TASK 1> Can you output the listing unchanged, from its very first line through the line containing "Provide the mask of every instance of the dried", both included?

DOCUMENT EXCERPT>
No interest: you can't even get her number or a single text back or you get an outright rejection.

Low Interest: you have to do 100% of the work and put in tons of effort for slow progress. This would be the girl you have to double or triple text to keep the conversation going. Expect to get flaked on the first few times you make plans. More likely to block you than date you.

Medium interest: this would be the standard dating experience. Up to one flake, 3-4 dates for sex, don't go too slow or you'll get friendzoned, don't go too fast or her ASD will call you a fvckboy, etc.

High interest: this is the holy grail of dating. You can get her on a date immediately and get her into bed quickly and smoothly. No flaking, ghosting, drama, time wasting, excessive money spent, etc. She might even do the work for you (ask you for the date, offer her number, want to go back to your place, etc.)

TASK 2> How would you go on with the text on levels of a woman's dating interest, picking up after its final sentence?

RAW DATA>
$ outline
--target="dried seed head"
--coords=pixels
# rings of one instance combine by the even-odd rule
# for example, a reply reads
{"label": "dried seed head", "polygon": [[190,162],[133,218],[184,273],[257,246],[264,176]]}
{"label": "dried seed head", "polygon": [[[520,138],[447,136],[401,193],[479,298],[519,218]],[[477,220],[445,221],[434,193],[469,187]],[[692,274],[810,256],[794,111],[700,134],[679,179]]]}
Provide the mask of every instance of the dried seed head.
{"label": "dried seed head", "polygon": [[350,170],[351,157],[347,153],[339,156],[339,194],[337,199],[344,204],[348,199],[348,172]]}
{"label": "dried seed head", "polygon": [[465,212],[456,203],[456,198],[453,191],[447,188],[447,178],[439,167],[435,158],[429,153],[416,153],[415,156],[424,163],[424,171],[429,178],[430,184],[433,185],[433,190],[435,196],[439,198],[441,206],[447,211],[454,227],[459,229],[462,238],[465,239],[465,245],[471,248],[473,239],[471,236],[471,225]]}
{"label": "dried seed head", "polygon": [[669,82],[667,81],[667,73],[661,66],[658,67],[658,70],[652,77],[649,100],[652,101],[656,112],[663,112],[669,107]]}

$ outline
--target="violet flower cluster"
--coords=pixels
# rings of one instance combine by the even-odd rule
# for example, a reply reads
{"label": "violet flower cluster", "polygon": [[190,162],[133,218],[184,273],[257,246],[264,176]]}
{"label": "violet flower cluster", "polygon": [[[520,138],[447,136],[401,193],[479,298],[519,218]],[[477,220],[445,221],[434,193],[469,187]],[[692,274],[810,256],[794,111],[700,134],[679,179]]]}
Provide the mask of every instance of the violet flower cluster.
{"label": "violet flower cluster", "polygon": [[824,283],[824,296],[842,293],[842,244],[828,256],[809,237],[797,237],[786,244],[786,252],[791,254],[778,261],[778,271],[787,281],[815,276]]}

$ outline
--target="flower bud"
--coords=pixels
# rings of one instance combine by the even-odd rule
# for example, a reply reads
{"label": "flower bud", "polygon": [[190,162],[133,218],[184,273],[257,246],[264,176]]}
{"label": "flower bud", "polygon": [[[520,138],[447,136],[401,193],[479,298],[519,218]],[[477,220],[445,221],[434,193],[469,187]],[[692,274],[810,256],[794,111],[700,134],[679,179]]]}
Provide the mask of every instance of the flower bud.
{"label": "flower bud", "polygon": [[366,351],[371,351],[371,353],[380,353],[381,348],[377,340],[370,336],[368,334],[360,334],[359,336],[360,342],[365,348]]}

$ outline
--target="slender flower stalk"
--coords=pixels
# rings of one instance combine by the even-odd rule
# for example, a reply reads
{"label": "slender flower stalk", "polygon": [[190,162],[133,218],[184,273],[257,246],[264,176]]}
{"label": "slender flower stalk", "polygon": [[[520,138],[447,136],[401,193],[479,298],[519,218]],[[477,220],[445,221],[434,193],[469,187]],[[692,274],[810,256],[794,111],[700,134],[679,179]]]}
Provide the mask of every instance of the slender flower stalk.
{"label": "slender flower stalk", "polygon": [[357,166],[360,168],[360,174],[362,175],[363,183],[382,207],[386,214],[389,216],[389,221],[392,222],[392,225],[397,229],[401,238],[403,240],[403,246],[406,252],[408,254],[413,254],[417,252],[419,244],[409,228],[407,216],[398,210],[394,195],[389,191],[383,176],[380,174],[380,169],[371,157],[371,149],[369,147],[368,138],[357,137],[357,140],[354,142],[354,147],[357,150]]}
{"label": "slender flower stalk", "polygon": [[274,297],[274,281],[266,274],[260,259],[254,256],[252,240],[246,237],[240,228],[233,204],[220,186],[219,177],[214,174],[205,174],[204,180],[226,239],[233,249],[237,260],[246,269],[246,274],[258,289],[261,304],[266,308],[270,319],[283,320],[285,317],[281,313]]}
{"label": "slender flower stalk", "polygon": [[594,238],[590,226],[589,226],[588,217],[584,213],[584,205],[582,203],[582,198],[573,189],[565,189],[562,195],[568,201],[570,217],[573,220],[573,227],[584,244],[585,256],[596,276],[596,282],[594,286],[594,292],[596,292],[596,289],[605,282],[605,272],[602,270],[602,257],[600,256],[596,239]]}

RESULT 1>
$ outline
--target="dried seed head"
--coords=pixels
# rings of one instance combine by the even-odd rule
# for example, a reply reads
{"label": "dried seed head", "polygon": [[190,162],[133,218],[184,273],[257,246],[264,176]]}
{"label": "dried seed head", "polygon": [[[520,138],[447,136],[401,193],[479,298],[519,218]],[[477,220],[445,221],[434,193],[469,187]],[[692,274],[810,256],[794,111],[700,134],[679,179]]]}
Provide the mask of every instance of the dried seed head.

RESULT 2>
I'm glad you defined the terms. When I first started coming to SoSuave in 2008 I was the guy that experienced a lot of low interest and some medium interest. Slowly, I increased my SMV. I recognized the low interest and stopped entertaining them. I put up with the medium interest to get me thru a dry spell and finally started getting girls that showed high interest. The last 4yrs of me being single, it was almost all high interest women.

You guys need to take stock of your own SMV. Be honest with yourself. Hold yourself accountable. Put in the work. Thats the only way you get to be a top 30% guy. Lots of doors open once you make it.